### Activity:
Although the entries contain pictures, your copy should hold only their exact text.

(Records contained in a dataset)
+--

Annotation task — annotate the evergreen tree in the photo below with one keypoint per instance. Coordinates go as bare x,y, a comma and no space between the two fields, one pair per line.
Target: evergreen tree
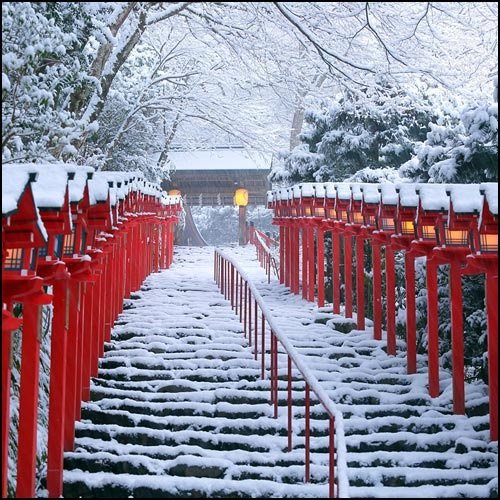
373,130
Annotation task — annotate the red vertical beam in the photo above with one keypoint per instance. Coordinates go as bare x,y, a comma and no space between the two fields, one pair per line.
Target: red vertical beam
360,282
71,366
321,268
411,322
457,338
290,407
311,264
6,369
331,459
305,255
87,340
96,322
263,346
348,275
28,402
377,291
282,254
432,328
296,260
390,277
336,272
307,434
492,326
79,352
57,392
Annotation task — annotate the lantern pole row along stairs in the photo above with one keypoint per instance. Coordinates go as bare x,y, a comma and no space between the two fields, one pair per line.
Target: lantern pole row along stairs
454,225
82,241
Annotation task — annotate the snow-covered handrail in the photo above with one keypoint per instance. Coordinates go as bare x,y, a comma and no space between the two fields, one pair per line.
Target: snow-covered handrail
227,272
265,255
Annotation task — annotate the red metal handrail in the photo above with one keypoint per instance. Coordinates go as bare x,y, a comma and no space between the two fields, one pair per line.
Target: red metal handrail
241,292
264,254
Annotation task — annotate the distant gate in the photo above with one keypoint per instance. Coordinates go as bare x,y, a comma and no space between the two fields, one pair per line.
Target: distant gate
210,177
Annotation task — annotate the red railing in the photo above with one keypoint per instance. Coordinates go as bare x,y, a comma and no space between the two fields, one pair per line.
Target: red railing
247,302
265,255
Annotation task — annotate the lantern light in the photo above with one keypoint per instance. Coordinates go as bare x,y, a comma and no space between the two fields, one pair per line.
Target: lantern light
488,242
241,197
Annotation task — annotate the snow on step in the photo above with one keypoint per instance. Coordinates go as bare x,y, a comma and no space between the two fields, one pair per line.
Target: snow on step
400,442
179,408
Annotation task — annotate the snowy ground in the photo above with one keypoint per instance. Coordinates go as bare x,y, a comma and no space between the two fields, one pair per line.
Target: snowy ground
179,394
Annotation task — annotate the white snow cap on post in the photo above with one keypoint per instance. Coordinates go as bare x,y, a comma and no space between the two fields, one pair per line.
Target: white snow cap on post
79,181
465,198
490,190
433,196
330,190
319,190
343,190
408,196
13,185
306,189
50,187
389,195
370,193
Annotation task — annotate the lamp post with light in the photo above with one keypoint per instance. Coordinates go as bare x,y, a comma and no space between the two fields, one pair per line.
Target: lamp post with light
241,201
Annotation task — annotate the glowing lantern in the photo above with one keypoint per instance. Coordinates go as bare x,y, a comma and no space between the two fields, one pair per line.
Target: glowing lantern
241,197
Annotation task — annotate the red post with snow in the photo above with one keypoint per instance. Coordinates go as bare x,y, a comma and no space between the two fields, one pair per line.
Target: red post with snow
454,226
93,238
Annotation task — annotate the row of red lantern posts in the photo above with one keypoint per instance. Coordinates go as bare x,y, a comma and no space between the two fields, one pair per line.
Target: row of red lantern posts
454,225
92,237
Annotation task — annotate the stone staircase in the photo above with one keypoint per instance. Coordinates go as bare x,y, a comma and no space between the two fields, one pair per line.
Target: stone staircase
179,409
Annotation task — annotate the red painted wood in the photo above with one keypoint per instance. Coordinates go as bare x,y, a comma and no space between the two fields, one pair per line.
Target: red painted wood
6,346
492,325
432,328
390,276
411,327
348,275
360,282
305,255
71,367
457,338
336,272
282,254
57,391
377,291
28,401
321,268
311,264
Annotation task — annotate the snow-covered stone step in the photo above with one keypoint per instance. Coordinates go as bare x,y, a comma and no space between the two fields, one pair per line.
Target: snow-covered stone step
143,373
90,485
489,490
206,439
89,447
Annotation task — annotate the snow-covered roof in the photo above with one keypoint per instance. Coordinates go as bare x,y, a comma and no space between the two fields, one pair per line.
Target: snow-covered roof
490,190
433,196
13,185
465,198
219,159
50,187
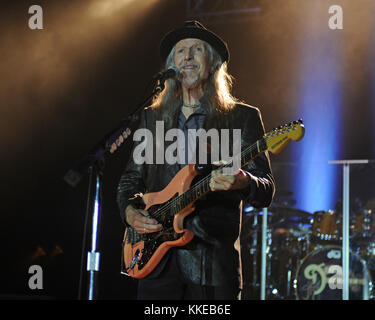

+--

### Exercise result:
Annotation task — annotate the evergreen tree in the photo below with one keypoint per instance. Coordinates go as bare x,y, a comma and no space between the two fields, one pair per line.
Target: evergreen tree
373,130
Annotation task — annotate the red vertical beam in the photo above with one keypoint per instance. Coordinates go as bare x,y, a comma and no space between the two fields, one pair per line.
Target: red vertical beam
360,282
71,366
321,268
411,322
457,338
290,407
311,264
6,369
331,459
305,255
87,340
96,322
263,346
348,275
28,402
377,291
282,254
432,328
296,260
390,277
336,272
307,434
492,326
79,352
57,392
Annotation task — annotate the lantern pole row along stairs in the photo above with one keypoint per instance. Coordinates go as bare x,y, a comma and no space between the two fields, one pair per line.
Target: lantern pole row along stairs
454,225
82,241
Annotation task — annotate the snow-covered handrail in the photo above with one keypoint per instance. Coordinates go as bare x,y, a comma and no space between the two fields, one pair per line.
Target: snow-covered handrail
227,272
265,255
Annotation task — annotate the red metal handrail in the photo above with one keypoint per instance. Coordinates go as bare x,y, a comma and no space between the two fields, one pair per line.
Target: red metal handrail
241,292
264,254
Annotation task — annotate the distant gate in the photo above with one keypoint per instance. Coordinates go as bare x,y, a comma and no space between the two fields, one pair per line.
Target: distant gate
210,177
Annotation task — annotate the red railing in the photo above with one keypoint per instance. Coordinates go as bare x,y, a comma and no space between the two fields, one pair per line.
Target: red railing
247,302
265,255
Annotation task — annotate the lantern light in the photo above with one keypoint per instance. Coordinates go as bare x,y, a comma and no space between the two fields, one pair per line.
Target: lantern light
488,242
241,197
Annotation task — annotate the snow on step in the photo above with one keypoint per instance. Coordinates go as bare x,y, a comma and no space between the two fields, one pair per line.
Target: snow on step
400,442
179,408
Annotation task — annotate the snowy ground in the photo above with one keypoint per instance. Coordinates go as bare x,y, a comma and no space between the two fields, one pair per line.
Target: snowy ground
179,394
Annotation task — annotate the white snow cap on post in the photo above with one keypoint per instance. Coordinates go as bare x,y, a comma and no space between the two fields, one pair per line.
Target: white snow cap on post
79,181
465,198
490,190
433,196
330,190
319,190
343,190
408,196
13,185
306,189
50,187
389,195
370,193
Annotation task — annotate the lamp post with light in the photo above with one keypoint per instance. Coordinates go as bare x,y, a comma and no space between the two fields, one pair per line.
Target: lamp post with light
241,201
Annotation task — annotate the glowing lantern in the photo above with one keypoint per instance. Coordinates go as bare x,y, a comma and no space between the two fields, one pair per line.
Target: glowing lantern
241,197
Annotation task — annotate the red post with snow in the photo above with one keypoint per instance. Coordinates go as bare x,y, a comma and no space between the two fields, one pair per line.
Target: red post with snow
454,226
93,238
Annotation task — annotate the row of red lantern posts in the photo above with one keypoint per instance. Coordinates go as bare x,y, a comma and no space between the two fields, one pair per line.
Target: row of red lantern posts
454,225
92,237
Annotation task — annotate the stone staircase in the photo above with one keypoint per instance. Coordinates go as bare x,y, a comma and no space between the two fields, one pair per line.
Target: stone staircase
179,409
Annotation task — annotate the red painted wood in the photo above with one keypoint per instance. Coordinates go as bare x,y, a comma and no space between the two fields, one pair per line.
Target: red painted wood
6,346
492,325
432,328
390,276
411,327
348,275
360,282
305,255
71,367
457,338
336,272
282,254
57,391
377,291
28,401
321,268
311,264
Annotation task — annotate the snow-covered stone step in the photo above with one keypoint per instance. Coordinates go as bare x,y, a comma and no space between the two fields, one pair per line.
Target: snow-covered stone step
143,373
90,485
489,490
206,439
89,447
Annotation task — annotate the snow-covered roof in the photo above with one keypoint per instance. Coordinates go as bare x,y, a comma and no space between the two fields, one pair per line.
Target: snow-covered roof
490,190
433,196
13,185
465,198
219,159
50,187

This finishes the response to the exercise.